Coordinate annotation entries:
⟨

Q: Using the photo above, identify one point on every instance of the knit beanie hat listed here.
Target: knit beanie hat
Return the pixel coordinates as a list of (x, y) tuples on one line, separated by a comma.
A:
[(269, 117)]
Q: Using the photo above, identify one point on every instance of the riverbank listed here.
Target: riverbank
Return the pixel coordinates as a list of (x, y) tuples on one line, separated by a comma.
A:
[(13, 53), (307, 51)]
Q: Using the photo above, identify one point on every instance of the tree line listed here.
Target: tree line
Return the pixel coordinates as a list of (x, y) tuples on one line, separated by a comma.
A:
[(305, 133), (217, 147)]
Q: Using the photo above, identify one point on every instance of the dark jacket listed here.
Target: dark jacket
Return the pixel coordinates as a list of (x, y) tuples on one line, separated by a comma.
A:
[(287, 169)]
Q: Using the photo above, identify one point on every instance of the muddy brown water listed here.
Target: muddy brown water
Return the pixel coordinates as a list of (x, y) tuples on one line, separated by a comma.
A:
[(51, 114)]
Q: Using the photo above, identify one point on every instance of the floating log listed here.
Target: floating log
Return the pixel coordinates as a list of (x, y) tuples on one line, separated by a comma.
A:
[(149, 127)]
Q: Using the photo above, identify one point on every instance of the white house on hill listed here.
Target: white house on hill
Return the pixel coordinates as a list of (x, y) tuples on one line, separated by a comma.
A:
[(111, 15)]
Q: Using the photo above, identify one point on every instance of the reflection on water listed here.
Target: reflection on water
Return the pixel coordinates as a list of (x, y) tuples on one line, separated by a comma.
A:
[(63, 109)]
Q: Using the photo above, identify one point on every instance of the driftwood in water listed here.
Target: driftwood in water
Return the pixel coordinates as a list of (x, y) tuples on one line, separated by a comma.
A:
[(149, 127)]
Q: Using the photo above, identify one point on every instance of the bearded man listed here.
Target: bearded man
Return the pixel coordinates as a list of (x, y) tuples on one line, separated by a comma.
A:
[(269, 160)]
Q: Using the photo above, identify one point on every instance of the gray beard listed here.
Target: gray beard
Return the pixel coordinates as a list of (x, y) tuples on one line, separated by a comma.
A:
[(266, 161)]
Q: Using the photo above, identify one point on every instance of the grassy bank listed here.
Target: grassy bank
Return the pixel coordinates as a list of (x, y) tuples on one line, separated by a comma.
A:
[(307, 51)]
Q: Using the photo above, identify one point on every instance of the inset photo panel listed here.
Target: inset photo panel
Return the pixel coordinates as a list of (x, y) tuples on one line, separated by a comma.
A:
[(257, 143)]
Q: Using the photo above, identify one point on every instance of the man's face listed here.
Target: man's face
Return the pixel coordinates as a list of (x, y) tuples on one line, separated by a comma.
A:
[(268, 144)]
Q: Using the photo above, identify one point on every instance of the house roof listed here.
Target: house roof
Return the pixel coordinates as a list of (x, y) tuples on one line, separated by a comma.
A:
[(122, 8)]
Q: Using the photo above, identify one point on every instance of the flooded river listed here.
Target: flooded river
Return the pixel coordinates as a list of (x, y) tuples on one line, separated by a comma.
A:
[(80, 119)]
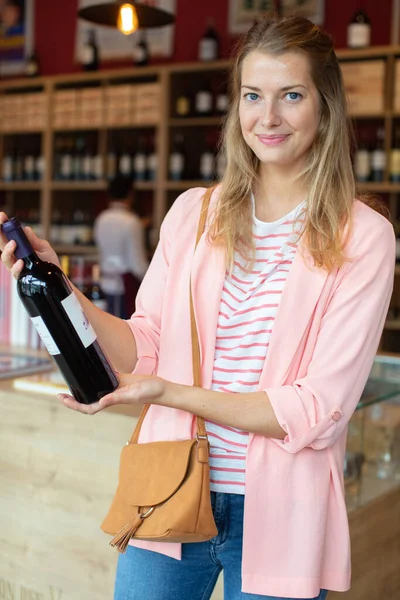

⟩

REQUIRED WORK = Print every row above verbatim, leaving out the pictures.

RESULT =
Q: Using the photo above, identify one point on every instance of the knit beanie hat listed here.
Target: knit beanie hat
Return the pixel coordinates as a list of (x, y) tuples on one line, separated by a comma.
A:
[(269, 117)]
Q: Using the photo above, identify one point on every instance of the riverbank listed here.
Target: riverbank
Return the pixel coordinates as a list of (x, y) tuples on one line, separated by a comma.
A:
[(13, 53), (307, 51)]
Q: Using the photo above, identify one point on every instance of the tree line listed here.
Target: tree line
Return the pixel coordinates as a list of (x, y) tuples on one line, separated by a comma.
A:
[(305, 133), (217, 147)]
Q: Using the photo above, identify one point on every instance of the dark jacket listed here.
Target: dark jacket
Return the pixel coordinates as a list of (x, y) tuples on one line, separated by a comma.
A:
[(287, 169)]
Q: Using the photo above, identify one point on every instance of the muddy brown water listed here.
Target: muddy brown water
Return the pixel coordinates as a list of (x, y) tuples on one line, separated by a comma.
A:
[(51, 114)]
Q: Using the photo above, identify one point on every instance of the floating log listed here.
Target: floating log
Return the pixel coordinates as a list of (x, y) tuples on one line, separated by a comma.
A:
[(149, 127)]
Q: Using the photo above, identify one point on every instance of the white house on hill listed here.
Target: white house on hill
Return the pixel coordinates as a list of (x, y) tuples on one line, separated by a comma.
A:
[(111, 15)]
Q: Using the photo above, identify one point on every instance of the reflection on water listed here.
Target: reflection on water
Return the pixel coordinates as a list of (x, y) tuples on one line, separated by a comma.
A:
[(63, 109)]
Q: Using the photo above, identify one point on every instance of the driftwood in water listed here.
Target: driftwood in water
Return the pixel coordinates as a list of (x, y) tuples on one line, separated by a comma.
A:
[(149, 127)]
Q: Using the photo above, identify one point on every instance of the bearded man listed here.
Target: bearded man
Return the pixel coordinates as a list of (x, y) tuples on one line, separated by a comma.
A:
[(269, 160)]
Q: Using the photo above, identify one point on every instance of the gray beard listed here.
Target: gray beard
Return the pixel coordinates as a list of (x, y) tuples on one line, separated by a comma.
A:
[(266, 161)]
Q: Using the photo above, identify one point on every instance of the grassy bank listed here.
Target: grassy bank
Return the pixel coordinates as a list of (x, y) tuples on one line, separated by a comma.
A:
[(307, 51)]
Q: Using the photo above, identify one point on every instance of the inset photo panel listed here.
Target: inset photo panel
Return the pixel coordinates as a list of (x, y) tuples on one line, separated by a comma.
A:
[(257, 143)]
Q: Using the photo above, identify one point on every instance of the man's face listed here.
Target: man's face
Return the pixel coordinates as a list of (x, y) tuples on one line, separated by a comma.
A:
[(268, 144)]
Q: Using the photo above, identify one point on every instance of the house roof listed here.
Target: house roof
Return the pixel coordinates as a list of (x, y) tuples on one line, separated by a comma.
A:
[(122, 8)]
Q: Using the photo above, identify one point on every instance of the flooded river listed here.
Target: flooded river
Return the pixel coordinates as a list of (x, y) tuples on one line, separated by a comma.
A:
[(80, 119)]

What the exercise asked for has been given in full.